Source extract:
▽

John, what you are saying was exactly my intention. I started with a dizzy timing curve identical for all load conditions. My hope was to optimize ignition timing also for the carburetors by attaching a TPS sensor. This works but I "think" I observe knocking on high load, this even with the dizzy timing. I reduced the timing now and it has improved significantly.
I don't understand why it knocks with the dizzy timing, I use regular 95 octane fuel but with K&N filters instead of the original Lotus setup. In other words, air entering the carbs is significantly warmer. Should this matter ? I don't know and I'm currently reverting back to original to see if there's any difference.

My intention is to use a return-less fuel system, so I ordered copper fuel piping to replace the standard tube. But during internet research I found this : http://documents.msdperformance.com/2920_add.pdf
What puzzles me is this note: "... If you are planning to use metal tubing for your fuel system, then a fuel system with a return to the tank is recommended...." Unfortunately the article doesn't state why, any ideas ?

△

Given entries:
▽

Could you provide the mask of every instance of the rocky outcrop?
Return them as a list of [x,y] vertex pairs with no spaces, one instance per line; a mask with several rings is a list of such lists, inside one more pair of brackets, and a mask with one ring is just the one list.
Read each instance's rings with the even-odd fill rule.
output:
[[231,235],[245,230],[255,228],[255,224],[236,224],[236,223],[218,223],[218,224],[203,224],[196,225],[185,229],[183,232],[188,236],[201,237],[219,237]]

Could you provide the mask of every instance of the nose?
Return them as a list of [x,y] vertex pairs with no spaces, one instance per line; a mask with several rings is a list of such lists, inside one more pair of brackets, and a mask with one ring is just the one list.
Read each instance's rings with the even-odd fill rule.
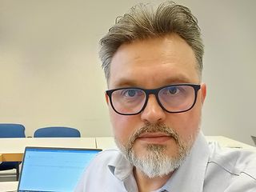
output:
[[165,120],[166,112],[154,94],[149,96],[146,106],[141,113],[141,118],[145,123],[157,123]]

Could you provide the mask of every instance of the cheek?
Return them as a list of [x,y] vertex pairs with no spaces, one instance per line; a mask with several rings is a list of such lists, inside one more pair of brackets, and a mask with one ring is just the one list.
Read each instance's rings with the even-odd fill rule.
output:
[[183,141],[194,139],[198,132],[201,122],[201,110],[194,109],[184,114],[171,115],[169,118],[170,126],[176,130]]
[[126,143],[138,126],[137,115],[120,115],[110,110],[113,132],[118,142]]

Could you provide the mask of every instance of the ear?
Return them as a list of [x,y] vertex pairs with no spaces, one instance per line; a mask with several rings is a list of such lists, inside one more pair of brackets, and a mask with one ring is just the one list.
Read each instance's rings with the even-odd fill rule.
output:
[[201,101],[202,104],[204,102],[206,98],[206,84],[202,83],[201,84]]
[[106,94],[106,93],[105,93],[105,101],[106,101],[106,104],[109,105],[109,103],[110,103],[110,98],[109,98],[109,96]]

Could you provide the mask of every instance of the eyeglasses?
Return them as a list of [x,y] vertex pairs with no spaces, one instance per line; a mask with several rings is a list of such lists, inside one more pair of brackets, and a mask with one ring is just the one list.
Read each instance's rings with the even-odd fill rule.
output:
[[150,94],[154,94],[159,106],[169,113],[182,113],[194,106],[200,85],[178,84],[158,89],[146,90],[126,87],[106,90],[114,110],[123,115],[141,113],[146,107]]

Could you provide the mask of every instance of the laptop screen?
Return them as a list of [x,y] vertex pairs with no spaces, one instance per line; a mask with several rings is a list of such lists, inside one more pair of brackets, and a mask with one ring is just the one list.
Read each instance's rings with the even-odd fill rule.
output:
[[18,191],[74,191],[101,150],[26,147]]

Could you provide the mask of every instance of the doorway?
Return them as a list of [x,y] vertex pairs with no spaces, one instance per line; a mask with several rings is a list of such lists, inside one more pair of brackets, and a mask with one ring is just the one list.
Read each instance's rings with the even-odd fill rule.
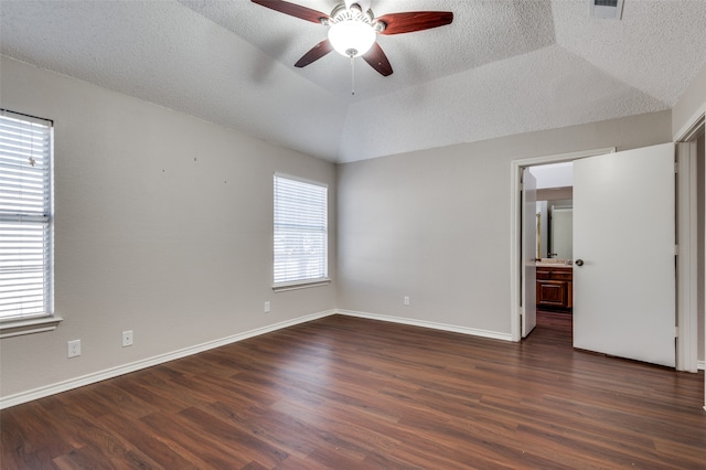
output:
[[[574,203],[582,209],[574,214],[578,217],[574,248],[586,263],[584,266],[576,259],[573,268],[581,291],[574,298],[574,345],[674,366],[674,145],[608,156],[612,151],[513,161],[513,172],[517,172],[513,178],[516,181],[526,168],[539,164],[576,161],[580,167],[575,172]],[[512,202],[517,203],[522,186],[513,184],[513,192]],[[513,212],[511,259],[513,281],[517,281],[511,292],[513,330],[517,330],[515,322],[520,323],[523,310],[532,306],[528,301],[523,306],[516,289],[522,286],[520,268],[536,260],[528,256],[533,253],[522,252],[520,234],[531,231],[521,229],[523,218]],[[652,321],[645,323],[645,316]],[[513,339],[520,338],[513,334]]]
[[574,162],[528,167],[525,171],[534,175],[536,184],[536,325],[532,334],[543,338],[553,332],[570,344]]

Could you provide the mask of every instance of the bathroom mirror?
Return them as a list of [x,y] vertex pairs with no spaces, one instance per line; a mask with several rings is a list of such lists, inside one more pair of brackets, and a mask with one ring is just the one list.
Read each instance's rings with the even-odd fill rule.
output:
[[537,258],[573,259],[574,201],[537,201]]

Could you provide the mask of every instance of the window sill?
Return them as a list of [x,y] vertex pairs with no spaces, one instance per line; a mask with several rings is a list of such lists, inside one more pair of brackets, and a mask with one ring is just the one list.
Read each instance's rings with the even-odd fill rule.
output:
[[0,339],[54,331],[62,320],[63,318],[61,317],[42,317],[30,320],[7,321],[0,323]]
[[311,279],[311,280],[298,280],[293,282],[280,282],[272,286],[275,292],[285,292],[287,290],[308,289],[310,287],[327,286],[331,284],[331,279]]

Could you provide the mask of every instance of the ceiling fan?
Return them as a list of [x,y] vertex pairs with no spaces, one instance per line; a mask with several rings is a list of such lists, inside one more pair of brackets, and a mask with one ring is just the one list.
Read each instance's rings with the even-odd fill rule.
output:
[[329,38],[302,55],[295,64],[296,67],[306,67],[335,50],[346,57],[362,56],[379,74],[388,76],[392,75],[393,67],[375,41],[377,34],[410,33],[443,26],[453,21],[453,13],[450,11],[408,11],[375,18],[370,9],[370,1],[344,0],[331,14],[327,14],[284,0],[253,0],[254,3],[280,13],[330,26]]

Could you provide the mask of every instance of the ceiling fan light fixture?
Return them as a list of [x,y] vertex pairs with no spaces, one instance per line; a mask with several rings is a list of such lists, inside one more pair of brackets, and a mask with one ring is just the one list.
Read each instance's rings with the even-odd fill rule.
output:
[[365,54],[375,43],[375,30],[366,22],[344,20],[329,29],[329,41],[333,49],[346,57]]

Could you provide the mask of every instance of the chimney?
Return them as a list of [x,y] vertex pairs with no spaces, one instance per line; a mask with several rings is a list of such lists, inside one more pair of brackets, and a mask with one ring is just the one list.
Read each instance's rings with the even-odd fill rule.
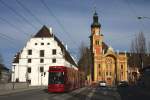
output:
[[51,34],[53,34],[52,27],[49,28],[49,32],[50,32]]
[[68,46],[67,46],[67,44],[66,44],[66,50],[68,50]]

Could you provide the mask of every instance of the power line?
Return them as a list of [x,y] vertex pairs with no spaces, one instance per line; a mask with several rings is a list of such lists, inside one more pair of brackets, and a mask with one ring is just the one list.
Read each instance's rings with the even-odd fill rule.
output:
[[52,15],[56,22],[58,23],[58,25],[61,27],[61,29],[64,31],[65,34],[67,34],[67,36],[69,37],[69,39],[71,39],[71,41],[73,42],[74,45],[77,46],[77,43],[73,40],[73,38],[71,37],[71,35],[68,33],[68,31],[66,31],[65,27],[63,26],[63,24],[60,22],[60,20],[57,18],[57,16],[52,12],[52,10],[50,9],[50,7],[47,6],[46,2],[44,0],[40,0],[42,2],[42,4],[44,5],[44,7],[48,10],[49,14]]
[[34,26],[32,23],[30,23],[30,21],[28,21],[24,16],[22,16],[20,13],[18,13],[14,8],[12,8],[11,6],[7,5],[4,1],[0,0],[1,4],[3,4],[5,7],[7,7],[9,10],[11,10],[13,13],[15,13],[15,15],[17,15],[18,17],[22,18],[22,20],[24,20],[27,24],[29,24],[30,26],[32,26],[34,29],[37,29],[36,26]]
[[[1,39],[4,39],[4,40],[6,40],[8,43],[9,43],[9,45],[11,46],[11,47],[17,47],[17,45],[15,45],[16,44],[16,41],[15,41],[15,39],[14,38],[12,38],[12,37],[9,37],[9,36],[7,36],[7,35],[5,35],[5,34],[3,34],[3,33],[0,33],[0,38]],[[17,42],[18,43],[18,42]],[[20,43],[20,42],[19,42]]]
[[22,7],[24,8],[24,10],[26,10],[39,24],[43,25],[42,22],[23,4],[21,3],[19,0],[16,0],[16,2]]
[[[8,20],[6,20],[6,19],[4,19],[4,18],[2,18],[2,17],[0,17],[0,20],[2,20],[3,22],[7,23],[9,26],[11,26],[11,27],[13,27],[14,29],[16,29],[18,32],[21,32],[21,33],[22,33],[22,30],[21,30],[20,28],[16,27],[16,25],[10,23]],[[25,33],[25,32],[24,32],[23,34],[26,35],[26,36],[29,36],[29,35],[30,35],[30,34]]]

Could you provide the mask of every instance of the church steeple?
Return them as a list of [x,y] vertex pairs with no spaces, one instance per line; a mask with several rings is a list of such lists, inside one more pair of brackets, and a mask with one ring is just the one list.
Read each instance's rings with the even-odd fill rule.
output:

△

Short problem:
Quote every sentence in the forum post on ignition timing and fuel lines that contains the word "timing".

Written answer:
- I started with a dizzy timing curve identical for all load conditions.
- My hope was to optimize ignition timing also for the carburetors by attaching a TPS sensor.
- This works but I "think" I observe knocking on high load, this even with the dizzy timing.
- I reduced the timing now and it has improved significantly.
- I don't understand why it knocks with the dizzy timing, I use regular 95 octane fuel but with K&N filters instead of the original Lotus setup.